:: PASSAGE TO READ ::

An Igbo tower photographed by British colonial government anthropologist Northcote Thomas, early 1910s. Museum of Archaeology and Anthropology, Cambridge. Although impressive, the obu na enu structures reveal the immense pressure raids put on communities in the north-central Igbo area, especially from the Abam, Ohafia, and Eda from the east. Necessity pushed for innovation. The obu na enu towers were used for tracking movements and had loopholes for gunfire and thick walls for defence.

Okoli Ijeoma died in 1905, right around the start of the British incursion into the Öka area and the beginning of the colonial era in the Igbo area. The Okoli Ijoma war was one of the last major conflicts involving the ‘Ada’ before the arrival of the British.

:::

PROMPT
Please reproduce the passage on Igbo towers word for word, starting at "An Igbo tower" and ending at "walls for defence.".

:: LISTED ENTRIES ::

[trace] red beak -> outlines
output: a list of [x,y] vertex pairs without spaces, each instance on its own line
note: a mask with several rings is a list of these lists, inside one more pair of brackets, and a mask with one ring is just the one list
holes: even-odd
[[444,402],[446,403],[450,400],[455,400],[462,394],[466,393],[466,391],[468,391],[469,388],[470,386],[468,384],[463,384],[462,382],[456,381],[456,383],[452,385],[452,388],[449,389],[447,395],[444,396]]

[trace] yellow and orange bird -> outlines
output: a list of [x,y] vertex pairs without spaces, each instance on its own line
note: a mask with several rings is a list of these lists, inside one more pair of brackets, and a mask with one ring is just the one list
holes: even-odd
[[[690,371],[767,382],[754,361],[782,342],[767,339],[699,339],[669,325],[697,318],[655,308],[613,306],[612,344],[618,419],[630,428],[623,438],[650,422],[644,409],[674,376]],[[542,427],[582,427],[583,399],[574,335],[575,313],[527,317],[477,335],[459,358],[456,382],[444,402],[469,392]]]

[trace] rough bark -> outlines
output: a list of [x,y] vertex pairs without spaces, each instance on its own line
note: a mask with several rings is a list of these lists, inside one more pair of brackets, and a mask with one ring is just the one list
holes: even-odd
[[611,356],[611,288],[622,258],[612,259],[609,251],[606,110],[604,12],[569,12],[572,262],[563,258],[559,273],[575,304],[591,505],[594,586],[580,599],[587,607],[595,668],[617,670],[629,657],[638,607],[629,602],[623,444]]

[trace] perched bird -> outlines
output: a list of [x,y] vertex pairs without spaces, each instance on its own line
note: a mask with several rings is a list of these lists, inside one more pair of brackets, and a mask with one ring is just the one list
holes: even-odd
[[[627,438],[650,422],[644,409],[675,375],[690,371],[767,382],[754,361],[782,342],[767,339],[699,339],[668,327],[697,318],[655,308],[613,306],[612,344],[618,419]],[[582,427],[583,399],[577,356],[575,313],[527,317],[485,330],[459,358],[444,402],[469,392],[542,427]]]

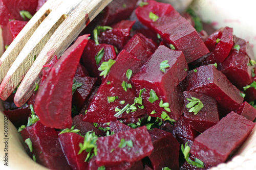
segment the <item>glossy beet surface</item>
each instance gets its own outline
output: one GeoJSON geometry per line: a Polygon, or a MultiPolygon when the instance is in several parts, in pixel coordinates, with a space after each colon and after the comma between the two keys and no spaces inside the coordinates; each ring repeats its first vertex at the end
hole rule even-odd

:::
:: LISTED ENTRIES ::

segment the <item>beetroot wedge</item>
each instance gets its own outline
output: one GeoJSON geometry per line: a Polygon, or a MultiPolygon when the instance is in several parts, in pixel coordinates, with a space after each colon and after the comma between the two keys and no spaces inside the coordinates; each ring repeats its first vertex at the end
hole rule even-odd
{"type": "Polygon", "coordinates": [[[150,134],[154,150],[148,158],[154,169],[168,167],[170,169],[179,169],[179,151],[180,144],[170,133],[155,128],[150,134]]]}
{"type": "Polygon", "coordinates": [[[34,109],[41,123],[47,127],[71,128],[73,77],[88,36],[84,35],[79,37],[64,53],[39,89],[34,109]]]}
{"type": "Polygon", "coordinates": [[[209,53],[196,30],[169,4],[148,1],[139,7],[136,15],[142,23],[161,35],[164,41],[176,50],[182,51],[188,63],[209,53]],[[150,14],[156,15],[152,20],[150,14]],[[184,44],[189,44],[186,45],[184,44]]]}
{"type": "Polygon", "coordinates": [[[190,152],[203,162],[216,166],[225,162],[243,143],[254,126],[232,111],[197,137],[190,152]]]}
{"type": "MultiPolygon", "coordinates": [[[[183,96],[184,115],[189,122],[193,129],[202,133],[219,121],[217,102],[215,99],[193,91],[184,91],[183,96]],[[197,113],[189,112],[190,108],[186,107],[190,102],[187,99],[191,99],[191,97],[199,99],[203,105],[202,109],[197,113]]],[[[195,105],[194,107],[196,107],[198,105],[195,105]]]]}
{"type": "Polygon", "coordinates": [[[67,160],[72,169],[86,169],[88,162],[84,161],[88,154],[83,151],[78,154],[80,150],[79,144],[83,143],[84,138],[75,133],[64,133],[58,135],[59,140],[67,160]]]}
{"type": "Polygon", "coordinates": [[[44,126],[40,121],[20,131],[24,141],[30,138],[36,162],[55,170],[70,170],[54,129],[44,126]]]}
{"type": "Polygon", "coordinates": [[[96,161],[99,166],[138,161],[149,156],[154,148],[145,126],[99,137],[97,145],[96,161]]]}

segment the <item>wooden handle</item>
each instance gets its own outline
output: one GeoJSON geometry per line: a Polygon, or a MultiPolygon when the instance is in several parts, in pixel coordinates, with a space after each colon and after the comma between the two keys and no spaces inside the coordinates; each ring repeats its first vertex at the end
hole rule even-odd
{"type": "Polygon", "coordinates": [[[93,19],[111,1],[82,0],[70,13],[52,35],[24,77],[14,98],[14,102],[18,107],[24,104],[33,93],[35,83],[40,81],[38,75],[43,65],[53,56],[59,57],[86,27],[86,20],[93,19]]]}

:::

RESULT FOR THIS EXERCISE
An Igbo tower photographed by British colonial government anthropologist Northcote Thomas, early 1910s. Museum of Archaeology and Anthropology, Cambridge. Although impressive, the obu na enu structures reveal the immense pressure raids put on communities in the north-central Igbo area, especially from the Abam, Ohafia, and Eda from the east. Necessity pushed for innovation. The obu na enu towers were used for tracking movements and had loopholes for gunfire and thick walls for defence.